• Task brief
Write the listing out again, exactly as it appears.

• Raw data

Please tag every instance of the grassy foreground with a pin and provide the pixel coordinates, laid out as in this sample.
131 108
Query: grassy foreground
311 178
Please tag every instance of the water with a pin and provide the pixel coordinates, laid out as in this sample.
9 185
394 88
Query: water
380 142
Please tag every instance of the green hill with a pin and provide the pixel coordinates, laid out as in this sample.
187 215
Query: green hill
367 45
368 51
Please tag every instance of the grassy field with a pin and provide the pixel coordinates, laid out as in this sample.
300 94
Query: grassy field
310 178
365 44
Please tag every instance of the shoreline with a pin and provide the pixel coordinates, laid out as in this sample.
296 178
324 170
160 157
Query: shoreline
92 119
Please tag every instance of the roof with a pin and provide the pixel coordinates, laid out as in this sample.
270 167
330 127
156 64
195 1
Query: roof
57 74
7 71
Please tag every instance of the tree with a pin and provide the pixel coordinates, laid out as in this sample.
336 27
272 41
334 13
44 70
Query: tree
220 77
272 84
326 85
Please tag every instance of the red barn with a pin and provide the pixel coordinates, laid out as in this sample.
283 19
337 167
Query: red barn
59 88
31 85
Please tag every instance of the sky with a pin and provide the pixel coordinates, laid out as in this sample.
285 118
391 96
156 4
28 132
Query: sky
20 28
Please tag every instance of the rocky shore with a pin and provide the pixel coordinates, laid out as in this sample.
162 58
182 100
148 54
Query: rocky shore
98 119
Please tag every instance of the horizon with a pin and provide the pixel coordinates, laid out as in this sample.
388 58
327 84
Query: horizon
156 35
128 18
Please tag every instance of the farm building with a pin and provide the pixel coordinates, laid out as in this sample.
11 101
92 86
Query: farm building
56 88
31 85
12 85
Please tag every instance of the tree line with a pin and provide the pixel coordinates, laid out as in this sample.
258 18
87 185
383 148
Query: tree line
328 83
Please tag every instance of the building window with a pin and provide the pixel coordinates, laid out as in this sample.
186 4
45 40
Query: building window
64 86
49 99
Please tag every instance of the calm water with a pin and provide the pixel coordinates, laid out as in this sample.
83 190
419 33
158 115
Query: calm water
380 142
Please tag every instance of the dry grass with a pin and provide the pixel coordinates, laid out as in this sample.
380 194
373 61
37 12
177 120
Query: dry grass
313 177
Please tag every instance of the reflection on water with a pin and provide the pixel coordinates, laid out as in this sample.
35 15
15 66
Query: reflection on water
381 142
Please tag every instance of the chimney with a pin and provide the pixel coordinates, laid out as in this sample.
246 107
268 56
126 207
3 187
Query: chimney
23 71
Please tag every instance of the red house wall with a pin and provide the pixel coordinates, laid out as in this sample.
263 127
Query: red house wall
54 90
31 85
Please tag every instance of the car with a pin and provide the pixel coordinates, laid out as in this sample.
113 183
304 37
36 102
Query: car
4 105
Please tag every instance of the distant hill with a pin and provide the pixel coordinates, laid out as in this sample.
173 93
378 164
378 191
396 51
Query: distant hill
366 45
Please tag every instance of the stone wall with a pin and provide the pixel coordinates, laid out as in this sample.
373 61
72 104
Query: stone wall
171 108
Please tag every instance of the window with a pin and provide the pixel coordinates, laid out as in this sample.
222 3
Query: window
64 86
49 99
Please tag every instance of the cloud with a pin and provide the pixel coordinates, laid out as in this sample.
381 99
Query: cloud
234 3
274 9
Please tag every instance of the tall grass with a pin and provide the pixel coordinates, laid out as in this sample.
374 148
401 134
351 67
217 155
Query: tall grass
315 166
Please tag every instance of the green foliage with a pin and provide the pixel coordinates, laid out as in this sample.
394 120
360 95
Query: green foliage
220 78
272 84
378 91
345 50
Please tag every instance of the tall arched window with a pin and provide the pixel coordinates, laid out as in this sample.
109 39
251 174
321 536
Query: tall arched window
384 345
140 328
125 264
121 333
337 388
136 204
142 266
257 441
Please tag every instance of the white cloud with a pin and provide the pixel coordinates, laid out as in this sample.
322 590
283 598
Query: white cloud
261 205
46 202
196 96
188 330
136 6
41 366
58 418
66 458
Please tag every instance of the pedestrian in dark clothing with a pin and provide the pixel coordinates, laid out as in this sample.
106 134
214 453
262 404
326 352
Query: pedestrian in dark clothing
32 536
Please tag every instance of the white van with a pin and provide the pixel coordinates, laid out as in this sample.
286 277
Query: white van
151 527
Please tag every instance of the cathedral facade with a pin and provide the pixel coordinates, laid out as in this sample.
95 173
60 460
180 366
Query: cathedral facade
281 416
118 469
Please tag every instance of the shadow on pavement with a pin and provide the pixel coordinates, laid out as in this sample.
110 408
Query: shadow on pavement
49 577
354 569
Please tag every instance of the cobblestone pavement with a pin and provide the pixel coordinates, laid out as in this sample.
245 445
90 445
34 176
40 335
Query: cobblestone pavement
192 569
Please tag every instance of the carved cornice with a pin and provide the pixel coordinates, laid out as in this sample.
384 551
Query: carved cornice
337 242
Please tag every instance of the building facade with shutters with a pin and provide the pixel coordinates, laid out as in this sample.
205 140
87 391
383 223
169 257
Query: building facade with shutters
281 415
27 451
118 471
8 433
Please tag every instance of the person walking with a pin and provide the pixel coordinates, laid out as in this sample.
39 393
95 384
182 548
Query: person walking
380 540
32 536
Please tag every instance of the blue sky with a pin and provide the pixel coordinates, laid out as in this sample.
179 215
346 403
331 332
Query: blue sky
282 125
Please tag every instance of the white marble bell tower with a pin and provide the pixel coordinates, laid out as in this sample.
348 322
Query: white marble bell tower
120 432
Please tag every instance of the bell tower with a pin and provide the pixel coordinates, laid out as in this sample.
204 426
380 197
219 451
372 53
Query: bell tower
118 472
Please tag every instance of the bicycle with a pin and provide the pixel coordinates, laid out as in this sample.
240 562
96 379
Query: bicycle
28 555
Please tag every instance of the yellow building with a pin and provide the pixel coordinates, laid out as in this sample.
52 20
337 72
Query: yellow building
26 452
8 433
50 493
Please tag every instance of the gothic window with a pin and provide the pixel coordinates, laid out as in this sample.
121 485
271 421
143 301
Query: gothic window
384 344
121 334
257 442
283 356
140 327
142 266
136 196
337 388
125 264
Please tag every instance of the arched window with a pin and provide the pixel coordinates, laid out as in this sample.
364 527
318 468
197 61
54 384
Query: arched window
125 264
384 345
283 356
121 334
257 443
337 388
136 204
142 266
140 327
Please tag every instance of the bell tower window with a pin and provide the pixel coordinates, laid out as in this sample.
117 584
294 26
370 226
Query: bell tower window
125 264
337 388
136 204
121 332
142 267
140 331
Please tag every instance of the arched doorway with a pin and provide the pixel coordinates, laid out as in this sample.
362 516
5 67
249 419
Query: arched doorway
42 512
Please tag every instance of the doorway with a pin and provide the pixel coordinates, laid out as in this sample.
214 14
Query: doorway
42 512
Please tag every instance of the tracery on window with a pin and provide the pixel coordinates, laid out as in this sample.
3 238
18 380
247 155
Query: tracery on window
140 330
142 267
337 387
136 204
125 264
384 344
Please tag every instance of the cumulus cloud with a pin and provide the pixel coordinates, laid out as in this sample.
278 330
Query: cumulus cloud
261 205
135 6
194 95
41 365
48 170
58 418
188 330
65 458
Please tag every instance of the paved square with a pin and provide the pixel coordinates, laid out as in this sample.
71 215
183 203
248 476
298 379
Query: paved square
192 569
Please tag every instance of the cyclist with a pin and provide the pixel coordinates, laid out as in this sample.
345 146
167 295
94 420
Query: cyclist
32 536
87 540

• Exercise answer
Please tag every instance of the grassy foreground with a pin and provide the pixel coordinates, laid out as in this sample.
131 108
Query: grassy foreground
311 178
Please tag every instance of the water with a pin and provide the pixel coordinates, laid out as in this sample.
9 185
394 88
Query: water
380 142
Please tag every instance of the green hill with a pin and provide the pixel coordinates, laid out as in this sample.
187 215
Query: green hill
367 45
368 51
Please tag every instance of the grassy field with a pin and provide the pixel coordinates, laid out as in this sample.
300 94
Query: grassy field
310 178
365 44
Please tag every instance of the shoreline with a pin and provide the pixel coordinates, laid out as in this sample.
296 178
324 170
160 157
Query: shoreline
92 119
Please tag every instance of the roof with a pin and provide the pixel coordinates, laid out as in this sample.
270 167
330 127
156 64
195 1
Query: roof
57 74
7 71
Please tag every instance of the tree with a pin and provide the pixel coordinates, laid out as in this sample.
336 27
272 41
334 13
44 70
Query: tree
220 77
272 84
326 85
Please tag every instance of the red barn with a pin and provide the pixel coordinates, laid out as in this sample.
283 19
337 167
Query: red barn
59 88
31 85
Please tag every instance of the sky with a pin and provide the pixel coordinates, laid out as in this sample.
285 118
391 96
156 4
28 132
Query: sky
20 28
Please tag every instance of the rocky shore with a pin and provide the pixel coordinates, laid out as in this sample.
162 58
182 100
148 54
Query: rocky shore
98 119
Please tag every instance of the horizon with a pin and provide the pixel coordinates, laid out as in this sample.
388 58
327 84
Query: horizon
156 35
128 18
Please tag every instance of the farm building with a pin and provide the pixel coordinates, laid out as in this sample.
11 101
92 86
Query: farm building
56 88
31 85
12 85
Please tag every instance of the tree line with a pin and provide the pixel coordinates, laid out as in this sample.
258 18
87 185
383 148
Query: tree line
328 83
Please tag every instance of the building window with a pin and provide the pixel coordinates, laid out as in this sample.
186 4
45 40
Query: building window
64 86
49 99
Please tag every instance of the calm water with a pin and provide the pixel coordinates, laid out as in this sample.
83 190
419 33
158 115
Query: calm water
380 142
Please tag every instance of the dry grass with a pin and provide the pixel coordinates, laid out as in this sample.
380 194
373 61
37 12
177 120
Query: dry grass
313 177
Please tag every instance of the reflection on water with a pin and provide the pixel coordinates, laid out as in this sample.
35 15
15 66
Query: reflection on water
381 142
Please tag every instance of the chimney with a pin and provide the pixel coordinates, laid out as in this sample.
246 107
268 56
126 207
3 187
Query: chimney
23 71
Please tag every instance of the red house wall with a pin and provide the pixel coordinates, laid out as in this sample.
263 127
Query: red house wall
54 90
31 85
Please tag every instance of the car with a pin and provide the pixel coordinates, laid out as in this sample.
113 183
304 37
36 102
Query: car
4 105
Please tag every instance of the distant hill with a pin and provide the pixel coordinates, laid out as in this sample.
173 93
378 164
378 191
396 51
Query: distant hill
366 45
Please tag every instance of the stone wall with a pin and provide the pixel coordinates, laid out as in this sample.
373 61
72 104
Query: stone wall
171 108
Please tag every instance of the window with a pin and provide the pixel coordinates, laid out as in this sample.
222 3
Query: window
64 86
49 99
Please tag every instance of the cloud with a pin and provide the pixel coordinates, laid out as in this sample.
381 99
Query: cloud
234 3
274 9
Please tag every instance of the tall grass with a pin and provide the pixel coordinates, laid out as in this sample.
374 148
401 134
351 67
217 155
Query: tall grass
315 166
Please tag every instance of the green foliage with a pin and provide the pixel coordinates, laid out as in this sample.
394 120
360 95
Query: green foliage
220 78
272 84
378 91
345 50
Please tag every instance of the tall arched window with a pin and provide the pixel coordinates, laid out as in this sample.
109 39
251 174
321 536
Query: tall arched window
384 345
140 328
125 264
121 333
337 388
136 204
142 266
257 441
Please tag every instance of the white cloud with a pin and provide the pixel coordinates, laid out as in this sample.
322 590
283 598
Query: white cloud
261 205
46 202
196 96
188 330
136 6
41 366
58 418
66 458
Please tag every instance of the pedestrian in dark clothing with a pin and provide the pixel coordinates, laid out as in this sample.
106 134
214 453
262 404
326 352
Query: pedestrian in dark clothing
32 536
Please tag every instance of the white van with a pin and provide the pixel coordinates, laid out as in this sample.
286 277
Query: white van
151 527
Please tag every instance of the cathedral facade with a pin and provide the pixel coordinates, laid out as in this sample.
95 173
60 460
180 366
Query: cathedral facade
281 416
118 469
Please tag every instance of the shadow on pavement with a pin and provide the pixel coordinates, laid out as in this sample.
110 408
Query: shadow on pavement
49 577
354 569
Please tag every instance of the cobblestone pavement with a pin and provide the pixel coordinates, laid out as in this sample.
245 445
90 445
34 176
40 335
Query: cobblestone pavement
192 569
Please tag every instance of the carved cornice with a pin and provide the pixel coordinates, laid out as in this sample.
384 551
Query: carved cornice
337 242
Please tag every instance of the building facade with shutters with a pin and provide the pixel coordinates, laid out as in this sample.
205 140
87 391
383 223
169 257
Query: building facade with shutters
281 415
27 451
118 471
8 433
Please tag every instance of the person walking with a pin and provide the pixel coordinates, laid out as in this sample.
39 393
95 384
182 548
Query: person walking
380 540
32 536
Please tag every instance of the blue sky with a pin and provide the pixel coordinates, laid out as in this sample.
179 215
346 403
331 332
Query: blue sky
282 125
Please tag every instance of the white marble bell tower with a pin and provide the pixel coordinates, laid out as in this sample.
348 322
Query: white marble bell tower
120 432
Please tag every instance of the bell tower with a pin and provide the pixel coordinates, laid out as in this sample.
204 426
380 197
219 451
372 53
Query: bell tower
118 472
Please tag every instance of the bicycle with a pin and provide the pixel coordinates, laid out as in this sample.
240 562
96 379
Query: bicycle
28 555
Please tag every instance of the yellow building with a pin and provide the pixel coordinates, laid out as in this sample.
52 20
337 72
Query: yellow building
26 452
8 433
50 493
Please tag every instance of the gothic window with a pin and provide the pixel coordinates, laid out as in this sample.
121 485
271 421
143 301
Query: gothic window
384 344
121 334
257 442
283 356
140 327
142 266
136 196
337 388
125 264
Please tag every instance of the arched window with a pin and provide the pixel coordinates, laid out as in this sample.
364 527
318 468
197 61
54 384
Query: arched window
125 264
384 345
283 356
121 334
257 443
337 388
136 204
142 266
140 327
Please tag every instance of the bell tower window with a pin and provide the pixel coordinates, laid out as in this sample.
117 584
294 26
370 226
Query: bell tower window
125 264
337 388
136 204
121 332
142 267
140 331
Please tag every instance of the arched doorway with a pin and provide the pixel coordinates, laid out as in this sample.
362 516
5 67
249 419
Query: arched doorway
42 512
Please tag every instance of the doorway with a pin and provide the pixel coordinates, laid out as in this sample.
214 14
Query: doorway
42 512
Please tag every instance of the tracery on window with a pin and provide the pixel coordinates, laid out as in this sample.
3 238
18 380
247 155
Query: tracery on window
140 330
142 267
337 387
136 204
125 264
384 344
Please tag every instance of the cumulus cloud with a pin and provide the pixel coordinates, laid out as in this sample.
278 330
Query: cumulus cloud
261 205
135 6
194 95
41 365
48 170
58 418
188 330
65 458
Please tag every instance of the paved square with a pin and provide the pixel coordinates, laid out as in this sample.
71 215
183 203
248 476
298 379
Query: paved square
192 569
Please tag every instance of the cyclist with a pin and provide the pixel coordinates, laid out as in this sample.
345 146
167 295
94 420
Query: cyclist
32 536
87 540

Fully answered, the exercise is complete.